[START]

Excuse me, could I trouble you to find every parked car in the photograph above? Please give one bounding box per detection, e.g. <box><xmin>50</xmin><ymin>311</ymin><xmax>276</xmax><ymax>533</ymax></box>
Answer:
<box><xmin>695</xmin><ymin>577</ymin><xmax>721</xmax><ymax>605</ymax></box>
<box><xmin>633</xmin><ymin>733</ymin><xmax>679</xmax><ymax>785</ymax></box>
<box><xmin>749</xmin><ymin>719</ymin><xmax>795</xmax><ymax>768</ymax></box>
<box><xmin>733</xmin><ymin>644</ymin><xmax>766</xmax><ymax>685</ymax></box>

[END]

WHAT TO DO:
Copy out all of the data above again, word for word and line for line.

FINISHED EXERCISE:
Excuse me, could I trouble you to find every parked car in the photograph above? Please give one bounding box per detection, e.g. <box><xmin>50</xmin><ymin>311</ymin><xmax>276</xmax><ymax>533</ymax></box>
Answer:
<box><xmin>695</xmin><ymin>577</ymin><xmax>721</xmax><ymax>605</ymax></box>
<box><xmin>633</xmin><ymin>733</ymin><xmax>679</xmax><ymax>785</ymax></box>
<box><xmin>749</xmin><ymin>719</ymin><xmax>795</xmax><ymax>768</ymax></box>
<box><xmin>733</xmin><ymin>644</ymin><xmax>766</xmax><ymax>685</ymax></box>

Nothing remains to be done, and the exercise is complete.